-- Your task --
Which lines run from the line with "# response lists one point per instance, each like pixel 119" through the line with "# response lists one point per instance, each like pixel 803" in the entries below? Print them exactly, both ends included, and nothing more.
-------- Recorded information --------
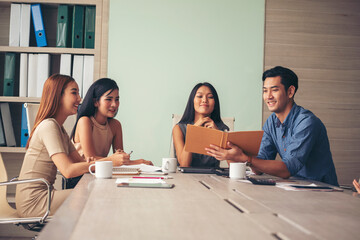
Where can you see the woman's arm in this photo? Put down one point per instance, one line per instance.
(116, 129)
(184, 158)
(117, 143)
(69, 167)
(72, 165)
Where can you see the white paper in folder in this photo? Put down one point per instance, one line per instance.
(88, 76)
(14, 32)
(25, 25)
(32, 74)
(65, 64)
(23, 78)
(43, 71)
(78, 68)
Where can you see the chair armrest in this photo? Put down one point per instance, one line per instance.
(15, 182)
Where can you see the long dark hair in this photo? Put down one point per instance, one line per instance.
(189, 113)
(96, 90)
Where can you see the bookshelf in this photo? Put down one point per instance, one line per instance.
(49, 12)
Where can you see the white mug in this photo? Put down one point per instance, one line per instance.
(169, 165)
(237, 170)
(103, 169)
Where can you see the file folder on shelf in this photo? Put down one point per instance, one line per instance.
(2, 133)
(24, 127)
(89, 29)
(88, 75)
(25, 25)
(23, 75)
(14, 31)
(65, 64)
(38, 25)
(64, 22)
(32, 74)
(43, 71)
(7, 123)
(78, 27)
(78, 70)
(9, 74)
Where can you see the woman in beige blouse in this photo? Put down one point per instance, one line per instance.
(49, 148)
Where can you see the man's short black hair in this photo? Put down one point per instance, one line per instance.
(288, 77)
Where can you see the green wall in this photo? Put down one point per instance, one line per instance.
(158, 51)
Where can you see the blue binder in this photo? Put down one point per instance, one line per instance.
(38, 25)
(24, 127)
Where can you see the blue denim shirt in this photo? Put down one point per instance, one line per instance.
(302, 143)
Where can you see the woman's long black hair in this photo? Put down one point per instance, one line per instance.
(96, 90)
(189, 113)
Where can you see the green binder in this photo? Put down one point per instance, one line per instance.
(89, 35)
(64, 23)
(9, 74)
(78, 26)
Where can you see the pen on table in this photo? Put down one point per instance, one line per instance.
(119, 150)
(165, 177)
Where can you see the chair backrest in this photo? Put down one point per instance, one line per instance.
(5, 208)
(33, 108)
(229, 121)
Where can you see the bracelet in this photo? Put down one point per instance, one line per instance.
(249, 161)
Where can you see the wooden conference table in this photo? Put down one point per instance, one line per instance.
(202, 206)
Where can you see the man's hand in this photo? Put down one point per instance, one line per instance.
(234, 153)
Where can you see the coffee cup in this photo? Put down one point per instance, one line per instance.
(169, 165)
(103, 169)
(237, 170)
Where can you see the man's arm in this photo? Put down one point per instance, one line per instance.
(272, 167)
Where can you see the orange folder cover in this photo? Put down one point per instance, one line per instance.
(198, 138)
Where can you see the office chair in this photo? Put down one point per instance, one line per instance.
(229, 121)
(9, 214)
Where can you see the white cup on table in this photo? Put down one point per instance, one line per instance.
(103, 169)
(237, 170)
(169, 165)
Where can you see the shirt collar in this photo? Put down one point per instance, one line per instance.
(288, 117)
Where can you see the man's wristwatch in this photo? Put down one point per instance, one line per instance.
(249, 161)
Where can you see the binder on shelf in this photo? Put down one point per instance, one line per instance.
(24, 127)
(14, 31)
(38, 25)
(23, 75)
(65, 64)
(78, 70)
(25, 25)
(43, 71)
(32, 74)
(89, 29)
(7, 123)
(31, 111)
(88, 75)
(77, 27)
(64, 23)
(9, 74)
(2, 133)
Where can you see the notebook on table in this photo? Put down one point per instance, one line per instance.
(125, 171)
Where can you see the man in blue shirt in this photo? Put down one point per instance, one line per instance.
(295, 133)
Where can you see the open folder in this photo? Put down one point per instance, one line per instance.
(199, 138)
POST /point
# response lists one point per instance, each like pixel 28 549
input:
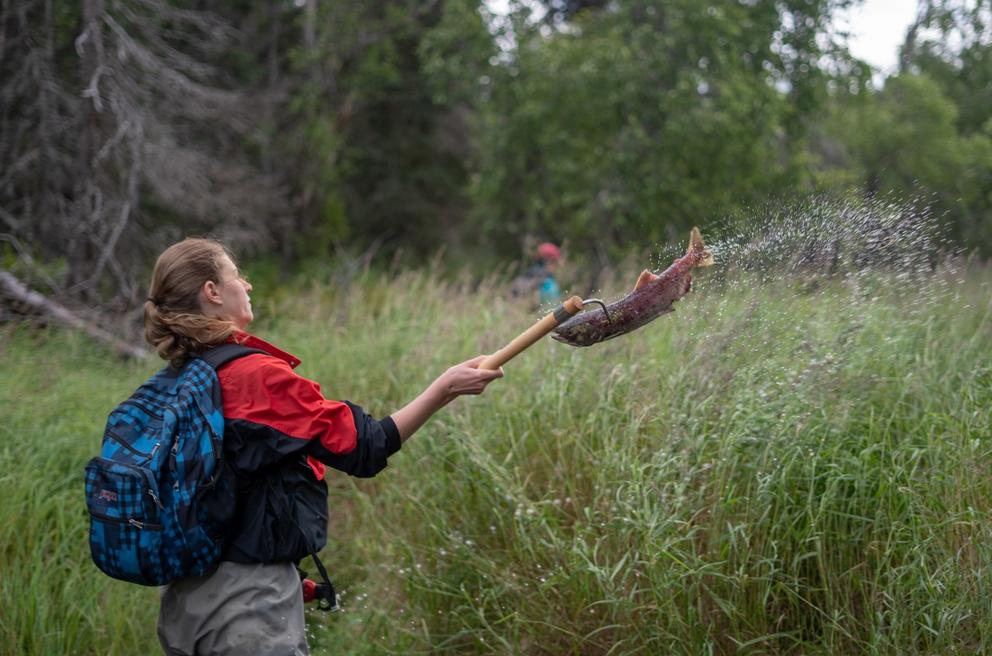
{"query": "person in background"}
pixel 538 281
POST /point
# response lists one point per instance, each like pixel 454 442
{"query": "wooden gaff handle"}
pixel 543 326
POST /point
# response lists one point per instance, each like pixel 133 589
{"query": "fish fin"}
pixel 643 279
pixel 696 246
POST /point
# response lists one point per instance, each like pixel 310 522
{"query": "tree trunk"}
pixel 15 289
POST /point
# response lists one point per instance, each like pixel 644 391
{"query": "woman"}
pixel 280 435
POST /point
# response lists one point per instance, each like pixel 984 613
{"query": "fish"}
pixel 652 296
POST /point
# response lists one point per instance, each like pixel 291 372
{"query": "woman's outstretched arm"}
pixel 463 378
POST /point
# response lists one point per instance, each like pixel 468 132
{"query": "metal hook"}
pixel 600 304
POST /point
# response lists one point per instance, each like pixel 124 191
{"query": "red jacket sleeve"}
pixel 275 412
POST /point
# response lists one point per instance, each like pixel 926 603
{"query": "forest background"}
pixel 346 132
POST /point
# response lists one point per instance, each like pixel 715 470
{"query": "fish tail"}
pixel 696 246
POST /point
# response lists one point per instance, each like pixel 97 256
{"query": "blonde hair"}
pixel 175 324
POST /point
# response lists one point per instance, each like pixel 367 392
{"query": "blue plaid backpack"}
pixel 159 507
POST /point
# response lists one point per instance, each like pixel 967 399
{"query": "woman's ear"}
pixel 210 294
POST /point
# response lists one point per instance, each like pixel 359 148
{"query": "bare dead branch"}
pixel 14 288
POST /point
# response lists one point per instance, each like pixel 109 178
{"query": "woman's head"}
pixel 197 299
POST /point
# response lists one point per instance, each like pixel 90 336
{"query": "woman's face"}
pixel 228 298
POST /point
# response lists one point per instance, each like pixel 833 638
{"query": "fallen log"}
pixel 18 291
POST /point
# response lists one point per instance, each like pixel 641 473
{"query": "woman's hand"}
pixel 463 378
pixel 466 378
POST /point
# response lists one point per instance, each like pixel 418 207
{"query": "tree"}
pixel 120 133
pixel 637 120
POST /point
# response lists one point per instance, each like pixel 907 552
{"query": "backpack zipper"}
pixel 130 521
pixel 148 410
pixel 120 440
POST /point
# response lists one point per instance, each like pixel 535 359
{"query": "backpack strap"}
pixel 218 356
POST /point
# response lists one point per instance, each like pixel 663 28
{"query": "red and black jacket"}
pixel 280 434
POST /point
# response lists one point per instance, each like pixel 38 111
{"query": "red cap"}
pixel 548 251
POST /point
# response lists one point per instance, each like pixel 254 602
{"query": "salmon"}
pixel 652 296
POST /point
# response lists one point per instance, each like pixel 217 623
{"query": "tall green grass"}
pixel 774 469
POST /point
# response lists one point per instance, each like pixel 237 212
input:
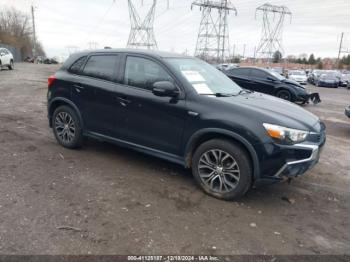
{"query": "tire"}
pixel 11 66
pixel 210 173
pixel 67 127
pixel 284 94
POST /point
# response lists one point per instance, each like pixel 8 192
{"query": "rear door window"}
pixel 101 67
pixel 143 73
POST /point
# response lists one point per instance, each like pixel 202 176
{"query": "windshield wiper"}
pixel 219 94
pixel 245 91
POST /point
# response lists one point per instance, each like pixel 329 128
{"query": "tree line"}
pixel 16 31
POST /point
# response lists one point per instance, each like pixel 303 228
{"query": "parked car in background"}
pixel 312 77
pixel 278 70
pixel 6 59
pixel 29 59
pixel 298 76
pixel 344 79
pixel 226 66
pixel 183 110
pixel 347 111
pixel 327 79
pixel 50 61
pixel 271 83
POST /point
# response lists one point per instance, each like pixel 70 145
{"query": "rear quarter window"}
pixel 77 65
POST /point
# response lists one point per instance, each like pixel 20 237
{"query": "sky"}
pixel 315 27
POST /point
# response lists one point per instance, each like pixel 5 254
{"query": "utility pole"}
pixel 92 45
pixel 340 48
pixel 34 34
pixel 271 36
pixel 213 36
pixel 141 32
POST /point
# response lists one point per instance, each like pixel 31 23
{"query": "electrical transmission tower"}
pixel 271 36
pixel 213 36
pixel 141 33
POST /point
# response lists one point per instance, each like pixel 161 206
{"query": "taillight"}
pixel 50 80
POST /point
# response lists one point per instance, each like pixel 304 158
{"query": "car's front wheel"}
pixel 222 169
pixel 67 127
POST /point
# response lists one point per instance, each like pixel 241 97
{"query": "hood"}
pixel 276 111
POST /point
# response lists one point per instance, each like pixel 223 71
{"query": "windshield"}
pixel 329 75
pixel 297 73
pixel 204 78
pixel 277 75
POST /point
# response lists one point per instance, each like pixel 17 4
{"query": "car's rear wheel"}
pixel 11 66
pixel 284 94
pixel 222 169
pixel 67 127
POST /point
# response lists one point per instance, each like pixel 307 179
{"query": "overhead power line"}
pixel 213 36
pixel 271 36
pixel 141 32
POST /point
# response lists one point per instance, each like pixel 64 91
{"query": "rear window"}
pixel 75 68
pixel 101 66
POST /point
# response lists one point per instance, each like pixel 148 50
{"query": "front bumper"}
pixel 347 111
pixel 287 161
pixel 299 167
pixel 305 98
pixel 328 84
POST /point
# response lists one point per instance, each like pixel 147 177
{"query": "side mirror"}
pixel 165 89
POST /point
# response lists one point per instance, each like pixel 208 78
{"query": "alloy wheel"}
pixel 218 170
pixel 284 95
pixel 65 127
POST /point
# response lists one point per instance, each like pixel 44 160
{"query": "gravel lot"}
pixel 104 199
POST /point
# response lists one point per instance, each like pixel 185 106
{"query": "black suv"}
pixel 271 83
pixel 183 110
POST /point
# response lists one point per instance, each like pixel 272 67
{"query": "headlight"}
pixel 285 134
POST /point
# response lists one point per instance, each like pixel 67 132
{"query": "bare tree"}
pixel 15 30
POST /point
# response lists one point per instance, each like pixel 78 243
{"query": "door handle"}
pixel 78 87
pixel 123 101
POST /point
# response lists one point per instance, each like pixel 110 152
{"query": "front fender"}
pixel 217 131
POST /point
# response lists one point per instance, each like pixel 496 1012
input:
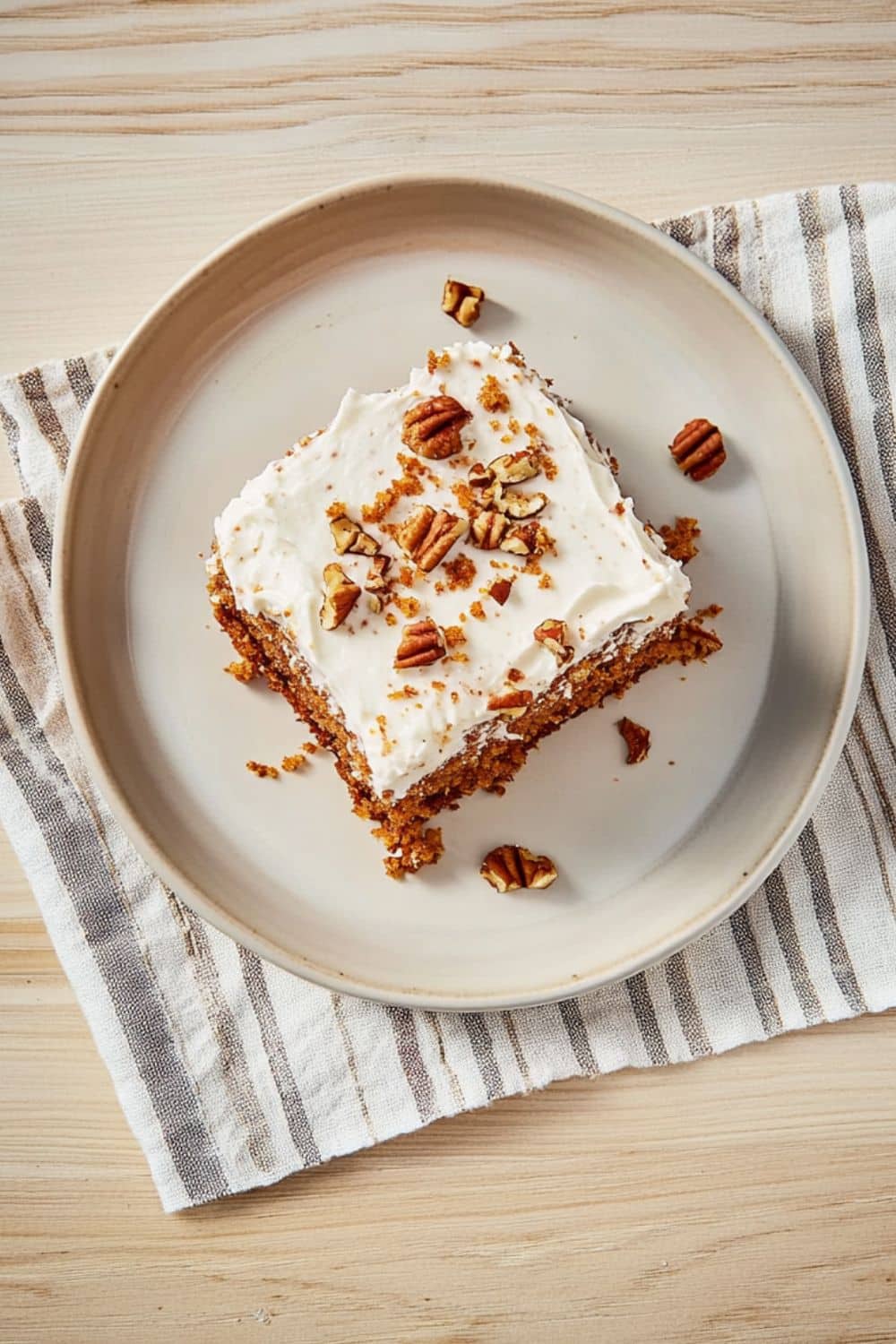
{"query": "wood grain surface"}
pixel 743 1198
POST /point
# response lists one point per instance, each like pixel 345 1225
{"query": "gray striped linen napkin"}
pixel 233 1073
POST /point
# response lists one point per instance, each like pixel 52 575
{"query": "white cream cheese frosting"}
pixel 274 540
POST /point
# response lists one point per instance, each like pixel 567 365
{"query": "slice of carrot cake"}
pixel 438 580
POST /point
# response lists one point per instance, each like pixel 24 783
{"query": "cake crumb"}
pixel 680 539
pixel 242 669
pixel 263 771
pixel 409 607
pixel 408 693
pixel 637 739
pixel 492 395
pixel 461 572
pixel 435 360
pixel 465 496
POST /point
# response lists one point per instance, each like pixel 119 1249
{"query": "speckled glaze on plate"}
pixel 254 349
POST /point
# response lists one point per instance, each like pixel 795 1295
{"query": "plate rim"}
pixel 242 932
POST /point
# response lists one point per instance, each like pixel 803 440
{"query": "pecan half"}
pixel 427 537
pixel 340 597
pixel 512 867
pixel 699 449
pixel 376 581
pixel 422 642
pixel 351 538
pixel 509 703
pixel 681 539
pixel 487 529
pixel 637 739
pixel 462 301
pixel 433 427
pixel 500 590
pixel 555 636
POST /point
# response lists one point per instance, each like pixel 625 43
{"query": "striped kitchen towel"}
pixel 233 1073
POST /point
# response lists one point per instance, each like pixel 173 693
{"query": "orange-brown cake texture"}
pixel 359 574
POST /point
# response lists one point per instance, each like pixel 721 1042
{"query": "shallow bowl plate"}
pixel 255 349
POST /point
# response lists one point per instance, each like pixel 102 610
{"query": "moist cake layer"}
pixel 599 572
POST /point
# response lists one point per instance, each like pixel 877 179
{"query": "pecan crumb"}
pixel 637 738
pixel 435 360
pixel 263 771
pixel 409 607
pixel 500 590
pixel 512 867
pixel 492 395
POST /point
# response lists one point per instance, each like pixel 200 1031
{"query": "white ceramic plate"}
pixel 254 349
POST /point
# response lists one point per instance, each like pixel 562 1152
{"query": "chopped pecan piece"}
pixel 427 537
pixel 433 427
pixel 517 504
pixel 509 703
pixel 500 590
pixel 422 644
pixel 512 468
pixel 462 301
pixel 699 449
pixel 524 540
pixel 637 738
pixel 512 867
pixel 487 529
pixel 555 636
pixel 376 581
pixel 349 538
pixel 339 599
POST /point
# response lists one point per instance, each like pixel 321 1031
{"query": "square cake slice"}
pixel 438 580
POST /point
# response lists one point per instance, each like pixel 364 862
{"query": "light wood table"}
pixel 742 1198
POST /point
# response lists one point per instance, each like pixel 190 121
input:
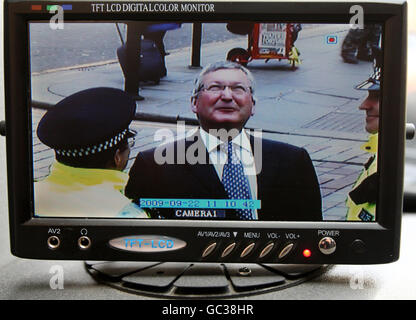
--------
-- Reply to the exercise --
# response lists one point per instance, each like pixel 119 1249
{"query": "speckled glaze on plate"}
pixel 254 349
POST /point
# response lists one point per instance, each like pixel 795 1295
{"query": "plate rim"}
pixel 242 932
POST /point
# response lists one point per instance, each like pixel 803 440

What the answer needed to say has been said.